INPUT RECORDS ->
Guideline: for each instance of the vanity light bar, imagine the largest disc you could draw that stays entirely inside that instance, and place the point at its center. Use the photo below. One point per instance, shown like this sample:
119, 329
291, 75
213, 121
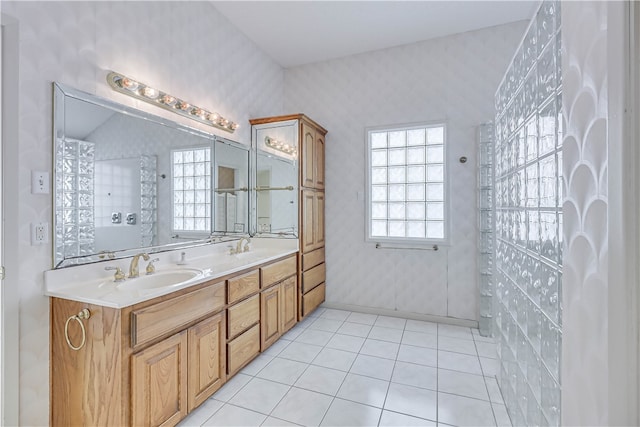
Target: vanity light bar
280, 146
146, 93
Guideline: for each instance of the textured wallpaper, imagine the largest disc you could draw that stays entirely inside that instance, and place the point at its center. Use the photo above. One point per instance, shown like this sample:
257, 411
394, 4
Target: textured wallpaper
450, 79
185, 48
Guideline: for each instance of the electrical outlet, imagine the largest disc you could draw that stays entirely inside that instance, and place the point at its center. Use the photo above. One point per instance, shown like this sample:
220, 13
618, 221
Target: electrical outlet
39, 233
39, 182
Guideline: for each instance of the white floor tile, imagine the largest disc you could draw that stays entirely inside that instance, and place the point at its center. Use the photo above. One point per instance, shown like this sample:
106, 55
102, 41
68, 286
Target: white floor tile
487, 349
369, 391
257, 364
420, 339
478, 337
420, 326
346, 413
459, 362
335, 359
202, 414
300, 351
464, 411
277, 422
394, 419
390, 322
230, 415
455, 331
502, 416
489, 366
322, 380
275, 348
364, 318
355, 329
303, 407
232, 386
415, 375
385, 334
260, 395
463, 384
384, 349
415, 401
283, 371
457, 345
328, 325
346, 343
372, 366
315, 337
333, 314
419, 355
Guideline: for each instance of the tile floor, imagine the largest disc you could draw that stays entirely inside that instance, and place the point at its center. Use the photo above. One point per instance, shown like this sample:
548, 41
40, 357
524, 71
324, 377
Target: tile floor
341, 368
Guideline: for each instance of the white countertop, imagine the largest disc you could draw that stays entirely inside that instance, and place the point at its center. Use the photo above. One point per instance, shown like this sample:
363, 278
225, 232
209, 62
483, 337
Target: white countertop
92, 284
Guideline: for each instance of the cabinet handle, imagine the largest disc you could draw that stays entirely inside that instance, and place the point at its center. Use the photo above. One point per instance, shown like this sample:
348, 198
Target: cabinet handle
83, 314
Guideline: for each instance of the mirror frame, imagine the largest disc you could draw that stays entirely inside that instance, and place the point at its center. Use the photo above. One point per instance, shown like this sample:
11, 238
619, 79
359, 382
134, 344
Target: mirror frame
60, 93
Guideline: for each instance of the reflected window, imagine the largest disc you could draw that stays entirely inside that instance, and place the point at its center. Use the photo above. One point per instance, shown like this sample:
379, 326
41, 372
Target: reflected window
191, 189
406, 188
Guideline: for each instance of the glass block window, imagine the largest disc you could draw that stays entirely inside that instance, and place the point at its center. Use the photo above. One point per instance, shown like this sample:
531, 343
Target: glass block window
406, 184
191, 182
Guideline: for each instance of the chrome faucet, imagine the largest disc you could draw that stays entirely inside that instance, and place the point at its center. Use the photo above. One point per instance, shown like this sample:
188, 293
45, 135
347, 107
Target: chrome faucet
245, 248
133, 268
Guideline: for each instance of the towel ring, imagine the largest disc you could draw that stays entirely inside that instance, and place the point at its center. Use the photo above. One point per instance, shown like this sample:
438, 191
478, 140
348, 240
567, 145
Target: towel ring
83, 314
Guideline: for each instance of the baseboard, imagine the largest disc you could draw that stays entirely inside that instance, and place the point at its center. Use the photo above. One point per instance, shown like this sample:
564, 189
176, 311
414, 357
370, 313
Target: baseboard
403, 314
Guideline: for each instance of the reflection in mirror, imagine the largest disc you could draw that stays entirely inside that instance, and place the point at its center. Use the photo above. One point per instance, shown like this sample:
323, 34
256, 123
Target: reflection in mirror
231, 182
126, 180
276, 180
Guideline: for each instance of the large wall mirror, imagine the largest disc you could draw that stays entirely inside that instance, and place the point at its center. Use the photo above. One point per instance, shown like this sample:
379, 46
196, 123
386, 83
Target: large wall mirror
126, 180
276, 186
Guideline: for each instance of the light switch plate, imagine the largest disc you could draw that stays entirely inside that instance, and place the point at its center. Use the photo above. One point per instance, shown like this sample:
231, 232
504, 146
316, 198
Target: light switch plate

WHAT YOU ARE ASKED TO DO -> All lines from the one that contains "Guideline: for each instance of the towel" through the end of the material are to be quoted exactly, with both ends included.

CORRECT OUTPUT ->
Guideline: for each instance of the towel ring, imagine the largest disc you could draw that stays entirely inside that instance, and place the point at its center. Use the photo above. One point per instance, shown like this sample:
438, 191
478, 140
348, 240
567, 145
Target: towel ring
83, 314
Guideline: for each instance of the baseboard, imagine the largest disc you could draw that stays entirely inside that instance, and place the point at its center. Use the photo above. One point per instance, shown like this sample:
564, 189
176, 311
414, 357
370, 313
Target: baseboard
403, 314
Guideline: for each instance of the reflection in mirror, imagine the largest disc you could draw that stays entirely inside that instance, and place the point at its center. Use the photo above. One point per instance, shown like this sample:
323, 34
256, 123
Target: reflection in mirror
231, 182
126, 180
276, 180
Guideline: for each instance of the large wall mirror, imagine the largest disc you could draw that stays entirely inside that instance, and place the point at its center. Use the photo above. One point per instance, shown like this sample:
379, 46
196, 123
386, 83
Target: large wall mirror
126, 180
276, 186
Guideline: for each instance of the light switch plate, imagine the largest disc you could draw that stays entirely inside that instance, and place the point at its center. Use the photo above. One point per instance, shown like this sample:
231, 232
504, 146
316, 198
Target: light switch plate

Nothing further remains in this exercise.